Exercício curto 1
Reproduza sem nenhuma alteração as linhas das entradas que vão da linha que contém "outline <item>white horse's neck</item>" até o fim das entradas, incluindo as duas pontas.
Exercício curto 2
Retome o texto sobre Amós Oz e dê continuidade a ele a partir do ponto em que termina.

Trecho para leitura
◇ ◇ ◇

Judas
Autor: Amós Oz
Sobre o autor
Amós Oz, aos 75 anos, é o mais importante escritor israelense da atualidade, candidato permanente ao Prêmio Nobel de Literatura. Nasceu na cidade de Jerusalém, ainda sob o domínio da Grã-Bretanha. Seus pais eram judeus que fugiram de Odessa, Ucrânia, para Vilnius, na Lituânia e, em seguida, para o Mandato Britânico da Palestina. Ainda criança, viveu a experiência de ser discriminado por ser amigo de um militar inglês, o que para seus vizinhos representava um grave ato de traição.
Em 1954, Amós Klausner entrou para o Kibbutz Hulda e adotou seu nome atual. Publicou seus primeiros contos entre 1960 e 1963. Participou da Guerra dos Seis Dias e da Guerra do Yom-Kippur. Na década de 70, aderiu ao movimento pacifista israelense Paz Agora, que defende a criação de Dois Estados - Israel e Palestina -, motivo pelo qual é visto por muitos dos seus conterrâneos como um traidor da causa israelense.

◇ ◇ ◇

Dados fornecidos
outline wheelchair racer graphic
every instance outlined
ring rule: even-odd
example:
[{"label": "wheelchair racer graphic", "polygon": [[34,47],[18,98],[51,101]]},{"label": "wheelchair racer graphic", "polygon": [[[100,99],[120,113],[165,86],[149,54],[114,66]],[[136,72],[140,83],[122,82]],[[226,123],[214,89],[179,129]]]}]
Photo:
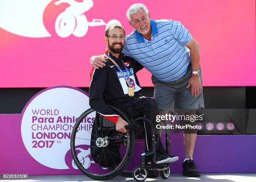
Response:
[{"label": "wheelchair racer graphic", "polygon": [[[55,31],[60,37],[66,37],[73,34],[82,37],[87,33],[89,26],[107,25],[102,19],[92,19],[91,22],[87,20],[84,13],[92,7],[92,0],[84,0],[82,2],[74,0],[60,0],[54,4],[58,5],[62,3],[67,3],[70,6],[59,15],[55,21]],[[118,22],[112,20],[109,22],[113,20]]]}]

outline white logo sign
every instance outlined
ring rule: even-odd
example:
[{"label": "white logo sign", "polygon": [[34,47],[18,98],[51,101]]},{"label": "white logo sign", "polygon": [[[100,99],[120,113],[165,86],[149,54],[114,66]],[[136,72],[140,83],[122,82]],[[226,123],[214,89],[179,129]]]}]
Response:
[{"label": "white logo sign", "polygon": [[[70,149],[72,130],[77,118],[90,108],[89,97],[76,88],[53,88],[43,91],[24,109],[21,135],[28,152],[37,161],[52,168],[69,169],[65,156]],[[91,121],[84,122],[84,130],[91,130]],[[89,132],[84,135],[91,137]],[[90,153],[90,150],[80,152],[84,157]],[[90,162],[88,160],[84,161],[87,166]]]}]

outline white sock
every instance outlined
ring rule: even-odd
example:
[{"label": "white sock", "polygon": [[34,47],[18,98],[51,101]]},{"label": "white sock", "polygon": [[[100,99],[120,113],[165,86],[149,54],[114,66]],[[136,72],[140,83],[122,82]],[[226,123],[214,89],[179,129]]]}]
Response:
[{"label": "white sock", "polygon": [[[191,159],[191,160],[193,160],[193,158],[191,158],[190,159]],[[189,158],[186,158],[186,159],[185,159],[184,160],[184,161],[183,161],[183,162],[184,162],[185,161],[186,161],[187,160],[189,160]]]}]

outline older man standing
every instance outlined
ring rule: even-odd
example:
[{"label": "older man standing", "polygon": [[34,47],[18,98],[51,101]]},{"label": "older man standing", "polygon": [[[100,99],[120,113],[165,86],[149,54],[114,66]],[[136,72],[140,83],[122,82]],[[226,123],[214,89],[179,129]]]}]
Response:
[{"label": "older man standing", "polygon": [[[154,97],[165,114],[174,110],[178,95],[182,108],[204,107],[198,43],[180,22],[150,20],[150,13],[142,4],[132,5],[127,12],[134,31],[127,37],[123,52],[134,59],[152,74]],[[92,65],[105,65],[100,56],[92,57]],[[196,133],[184,133],[185,158],[182,174],[200,176],[193,160]]]}]

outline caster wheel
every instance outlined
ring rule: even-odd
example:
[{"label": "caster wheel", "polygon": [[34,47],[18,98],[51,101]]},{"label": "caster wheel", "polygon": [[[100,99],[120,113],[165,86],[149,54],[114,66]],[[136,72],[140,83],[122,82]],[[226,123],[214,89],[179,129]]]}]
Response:
[{"label": "caster wheel", "polygon": [[166,170],[160,171],[160,176],[163,179],[166,179],[170,176],[170,167]]},{"label": "caster wheel", "polygon": [[138,166],[133,171],[133,177],[137,181],[143,181],[147,179],[148,172],[145,167]]}]

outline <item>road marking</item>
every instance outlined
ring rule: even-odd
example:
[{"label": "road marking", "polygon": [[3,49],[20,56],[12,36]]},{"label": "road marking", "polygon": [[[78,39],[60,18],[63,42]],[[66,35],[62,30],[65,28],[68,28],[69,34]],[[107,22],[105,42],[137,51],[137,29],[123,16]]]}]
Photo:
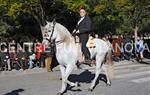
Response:
[{"label": "road marking", "polygon": [[115,75],[116,79],[119,78],[129,78],[129,77],[135,77],[135,76],[141,76],[141,75],[150,75],[150,71],[143,71],[143,72],[134,72],[134,73],[128,73],[128,74],[121,74],[121,75]]},{"label": "road marking", "polygon": [[140,78],[140,79],[134,79],[131,80],[134,83],[143,83],[143,82],[150,82],[150,76],[145,77],[145,78]]}]

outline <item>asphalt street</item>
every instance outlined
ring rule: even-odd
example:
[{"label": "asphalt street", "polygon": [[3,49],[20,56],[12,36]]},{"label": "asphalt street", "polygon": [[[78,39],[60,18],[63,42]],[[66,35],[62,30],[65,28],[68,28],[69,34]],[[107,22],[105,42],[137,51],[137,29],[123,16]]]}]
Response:
[{"label": "asphalt street", "polygon": [[[89,92],[94,72],[94,66],[75,69],[69,80],[78,81],[81,86],[68,87],[64,95],[150,95],[150,64],[115,62],[112,85],[106,86],[102,73],[93,92]],[[41,68],[1,72],[0,95],[57,95],[60,77],[59,67],[53,72]]]}]

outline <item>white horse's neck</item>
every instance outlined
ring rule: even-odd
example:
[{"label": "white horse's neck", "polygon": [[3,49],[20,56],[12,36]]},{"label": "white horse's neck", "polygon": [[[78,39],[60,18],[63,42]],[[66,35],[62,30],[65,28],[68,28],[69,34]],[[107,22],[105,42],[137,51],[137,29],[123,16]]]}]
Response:
[{"label": "white horse's neck", "polygon": [[57,31],[56,41],[61,41],[65,45],[70,45],[75,42],[70,32],[63,25],[56,23],[55,27]]}]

◇ ◇ ◇

Resposta escrita 1
outline <item>white horse's neck</item>
every instance outlined
ring rule: even-odd
example:
[{"label": "white horse's neck", "polygon": [[3,49],[20,56],[12,36]]},{"label": "white horse's neck", "polygon": [[[78,39],[60,18],[63,42]],[[66,35],[62,30],[65,28],[68,28],[69,34]],[[107,22],[105,42],[137,51],[137,29],[123,16]]]}]
Response:
[{"label": "white horse's neck", "polygon": [[57,31],[56,41],[61,41],[65,45],[70,45],[75,42],[70,32],[63,25],[56,23],[55,27]]}]

Resposta escrita 2
O tema da traição sempre despertou seu interesse, em especial o enigma de Judas, que era um homem rico e 30 moedas de prata, para entregar Jesus, era um valor irrisório. Além disso, é incompreensível a necessidade de Judas identificá-Lo com um beijo se era uma figura conhecida em Jerusalém.
Sobre o livro
O livro Judas analisa a figura de Judas Iscariotes e sua importância para o cristianismo, ao mesmo tempo em que narra uma história de amizade e amor, envolvendoo três pessoas solitárias, sensíveis, desiludidas e introspectivas - Shmuel Asch, Guershom Wald e Atalia Abravanel.
O enredo tem como cenário Jerusalém, entre o final de 1959 e o início de 1960, dez anos após o primeiro conflito árabe-israelense, quando a cidade ainda estava dividida, com uma parte sob controle da Jordânia.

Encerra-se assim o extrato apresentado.